- _Stated exercise_
Rewrite the listing below, changing each "report the position" to "give the coordinates" and keeping everything else the same.

- _Point labeling listing_
--- begin ---
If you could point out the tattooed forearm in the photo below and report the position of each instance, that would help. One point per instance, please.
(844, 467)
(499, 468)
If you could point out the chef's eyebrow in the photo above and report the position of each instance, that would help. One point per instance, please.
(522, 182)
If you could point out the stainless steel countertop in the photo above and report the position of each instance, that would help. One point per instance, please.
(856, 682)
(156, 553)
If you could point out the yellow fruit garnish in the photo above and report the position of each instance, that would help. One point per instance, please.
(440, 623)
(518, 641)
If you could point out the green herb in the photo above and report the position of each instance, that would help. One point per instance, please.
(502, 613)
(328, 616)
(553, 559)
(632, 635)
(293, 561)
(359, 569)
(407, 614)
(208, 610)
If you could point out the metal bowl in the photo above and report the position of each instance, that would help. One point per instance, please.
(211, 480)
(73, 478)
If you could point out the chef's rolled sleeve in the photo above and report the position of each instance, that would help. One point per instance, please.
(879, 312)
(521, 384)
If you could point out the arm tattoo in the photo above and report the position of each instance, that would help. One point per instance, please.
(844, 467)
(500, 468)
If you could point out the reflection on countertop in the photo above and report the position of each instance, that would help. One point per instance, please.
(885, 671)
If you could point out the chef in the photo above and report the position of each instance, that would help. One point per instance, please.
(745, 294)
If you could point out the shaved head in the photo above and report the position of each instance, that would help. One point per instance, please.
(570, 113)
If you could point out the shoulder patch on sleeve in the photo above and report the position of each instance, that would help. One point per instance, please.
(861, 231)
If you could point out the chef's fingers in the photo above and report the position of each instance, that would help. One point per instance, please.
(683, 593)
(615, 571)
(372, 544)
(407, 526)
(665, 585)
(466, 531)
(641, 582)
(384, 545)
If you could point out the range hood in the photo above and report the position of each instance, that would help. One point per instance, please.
--- end ---
- _Solved problem_
If you could point out the tattooed forearm in the photo below and give the coordinates of each instance, that would help. One point per instance, please.
(844, 467)
(499, 468)
If you could point out the chef's eyebrow in the photo above and give the coordinates of each instance, that would help. One point per instance, please.
(522, 182)
If you could point out the stainless steel countertop in the photo above and give the coordinates of each instance, that would help. One point per instance, please.
(856, 682)
(156, 553)
If you could point out the yellow fruit garnish in the photo above and give the coordinates of each instance, that would help. One point per instance, please.
(440, 623)
(518, 641)
If you could point out the green herb in the photo above and give the coordinates of each instance, that would help. One point per instance, please.
(502, 613)
(328, 616)
(553, 559)
(632, 635)
(293, 561)
(359, 569)
(407, 614)
(208, 610)
If you could point out the metal bowl in the photo above and give the coordinates of each instance, that would help. One point per instance, please.
(211, 480)
(73, 478)
If you could point out the chef's rolled sleeve in the photo above and give the coordinates of each instance, that would help. One point per instance, please.
(879, 312)
(521, 384)
If you could point out the arm tattoo in the photo above and give the coordinates of each instance, that would help. One point per instance, please.
(844, 467)
(500, 468)
If you could point out the reflection on countertop in the photo above and give the coordinates of each instance, that would help. One point per instance, please.
(885, 671)
If you could point out the chef in the photo above and give the coordinates of each instance, that would help. One point per instance, please.
(745, 294)
If you could point out the shaved head in the photo above and give the coordinates of each instance, that would help. One point per instance, please.
(570, 113)
If you could point out the shoulder patch on sleeve in the photo above and give the coordinates of each instance, that would help. One point per instance, please.
(861, 231)
If you could point out the chef's fingers in the photo above and give the coordinates of each instance, that would help. One point per instance, please.
(683, 593)
(615, 571)
(372, 544)
(407, 526)
(665, 585)
(466, 531)
(641, 582)
(384, 545)
If you could point out the range hood in the photo above and give the coordinates of each instance, that would help. One point per instance, please.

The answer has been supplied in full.